• [Work required]
Reproduce the whole post about giving up on adopting below, word for word, including the reader comment at the end.

Friday, July 22, 2011

Giving Up

I recently read, on one of the adoptive parent message boards, a post from one family who has decided to give up on adopting. They have been dealing with infertility, then waiting to adopt. All in all, the wait had been many years and they were just giving up (theirs words, not mine.) I just don't get it.

I can't understand giving up. The waiting is hell, I'll agree to that any day. There are times that I feel like my heart is going to just crumble in my chest from the pain of waiting. I guess if we weren't trying to adopt we wouldn't have to wait anxiously for our daughter to come home. I guess if we had never started down this path I'd be blissfully unaware of how horrible the wait can be. But if we never started this, I'd never have met our amazing daughter. We wouldn't get the chance to know her or raise her.

I just don't think that giving up will make anything better. You wait and try for years for a child, and if you give up then you guarantee that you won't ever get one. As long as you are waiting you are still living in hope. When you give up, that hope is gone.

How could it feel "better" to just never have what you so desperately desire? How could it make anyone feel "better" to go from "someday" to "never"?


  1. I find it sad that people would have to wait that long to begin with. But yeah, giving up doesn't really do much. You've already started the process, giving up isn't going to undo it and it isn't going to take away any previously experienced pain. Although, I cannot speak about the emotional and financial cost.

• [Records]
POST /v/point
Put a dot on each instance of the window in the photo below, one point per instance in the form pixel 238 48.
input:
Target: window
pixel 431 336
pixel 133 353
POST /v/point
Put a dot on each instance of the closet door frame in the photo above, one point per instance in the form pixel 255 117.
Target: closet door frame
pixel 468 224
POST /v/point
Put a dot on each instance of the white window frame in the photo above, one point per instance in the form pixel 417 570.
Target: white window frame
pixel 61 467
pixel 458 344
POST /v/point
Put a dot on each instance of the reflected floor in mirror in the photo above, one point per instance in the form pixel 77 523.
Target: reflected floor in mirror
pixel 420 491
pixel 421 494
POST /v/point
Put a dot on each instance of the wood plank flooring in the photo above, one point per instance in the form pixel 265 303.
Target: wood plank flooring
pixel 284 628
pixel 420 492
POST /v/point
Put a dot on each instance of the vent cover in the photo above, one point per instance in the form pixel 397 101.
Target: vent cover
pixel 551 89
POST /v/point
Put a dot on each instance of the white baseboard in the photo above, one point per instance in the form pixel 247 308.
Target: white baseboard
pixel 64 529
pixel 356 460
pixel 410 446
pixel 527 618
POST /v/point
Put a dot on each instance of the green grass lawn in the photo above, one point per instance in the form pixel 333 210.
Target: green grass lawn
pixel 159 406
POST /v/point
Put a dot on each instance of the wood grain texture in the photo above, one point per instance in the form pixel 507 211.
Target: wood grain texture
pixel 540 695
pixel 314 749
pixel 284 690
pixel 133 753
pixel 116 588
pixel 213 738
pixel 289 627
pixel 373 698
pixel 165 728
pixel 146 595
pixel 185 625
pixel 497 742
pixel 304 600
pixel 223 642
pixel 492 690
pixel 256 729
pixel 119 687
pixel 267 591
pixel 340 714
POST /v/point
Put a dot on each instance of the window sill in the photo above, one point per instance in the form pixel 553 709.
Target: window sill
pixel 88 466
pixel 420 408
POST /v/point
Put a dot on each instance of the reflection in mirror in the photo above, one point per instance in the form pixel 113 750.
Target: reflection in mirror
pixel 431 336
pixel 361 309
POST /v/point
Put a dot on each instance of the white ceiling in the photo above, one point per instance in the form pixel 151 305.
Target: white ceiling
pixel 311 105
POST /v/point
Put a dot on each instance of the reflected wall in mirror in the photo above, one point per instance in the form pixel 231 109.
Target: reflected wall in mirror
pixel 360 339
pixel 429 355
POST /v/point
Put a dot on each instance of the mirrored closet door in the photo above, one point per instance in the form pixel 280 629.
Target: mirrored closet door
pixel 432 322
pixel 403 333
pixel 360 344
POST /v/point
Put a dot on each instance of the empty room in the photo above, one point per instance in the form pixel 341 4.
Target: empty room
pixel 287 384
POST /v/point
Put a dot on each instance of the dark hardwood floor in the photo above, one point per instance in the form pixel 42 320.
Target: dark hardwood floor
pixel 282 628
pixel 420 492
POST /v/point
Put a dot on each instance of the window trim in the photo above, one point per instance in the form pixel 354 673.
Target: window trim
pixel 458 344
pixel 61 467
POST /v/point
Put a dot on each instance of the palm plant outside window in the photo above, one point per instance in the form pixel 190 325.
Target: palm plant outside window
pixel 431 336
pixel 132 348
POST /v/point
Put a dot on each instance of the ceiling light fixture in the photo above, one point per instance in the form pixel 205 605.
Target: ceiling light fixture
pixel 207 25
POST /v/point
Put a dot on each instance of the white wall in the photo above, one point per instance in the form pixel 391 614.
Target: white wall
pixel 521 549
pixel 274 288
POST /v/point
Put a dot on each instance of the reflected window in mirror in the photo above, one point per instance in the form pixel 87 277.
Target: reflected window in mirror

• [Response to the task]
Friday, July 22, 2011

Giving Up

I recently read, on one of the adoptive parent message boards, a post from one family who has decided to give up on adopting. They have been dealing with infertility, then waiting to adopt. All in all, the wait had been many years and they were just giving up (theirs words, not mine.) I just don't get it.

I can't understand giving up. The waiting is hell, I'll agree to that any day. There are times that I feel like my heart is going to just crumble in my chest from the pain of waiting. I guess if we weren't trying to adopt we wouldn't have to wait anxiously for our daughter to come home. I guess if we had never started down this path I'd be blissfully unaware of how horrible the wait can be. But if we never started this, I'd never have met our amazing daughter. We wouldn't get the chance to know her or raise her.

I just don't think that giving up will make anything better. You wait and try for years for a child, and if you give up then you guarantee that you won't ever get one. As long as you are waiting you are still living in hope. When you give up, that hope is gone.

How could it feel "better" to just never have what you so desperately desire? How could it make anyone feel "better" to go from "someday" to "never"?


  1. I find it sad that people would have to wait that long to begin with. But yeah, giving up doesn't really do much. You've already started the process, giving up isn't going to undo it and it isn't going to take away any previously experienced pain. Although, I cannot speak about the emotional and financial cost.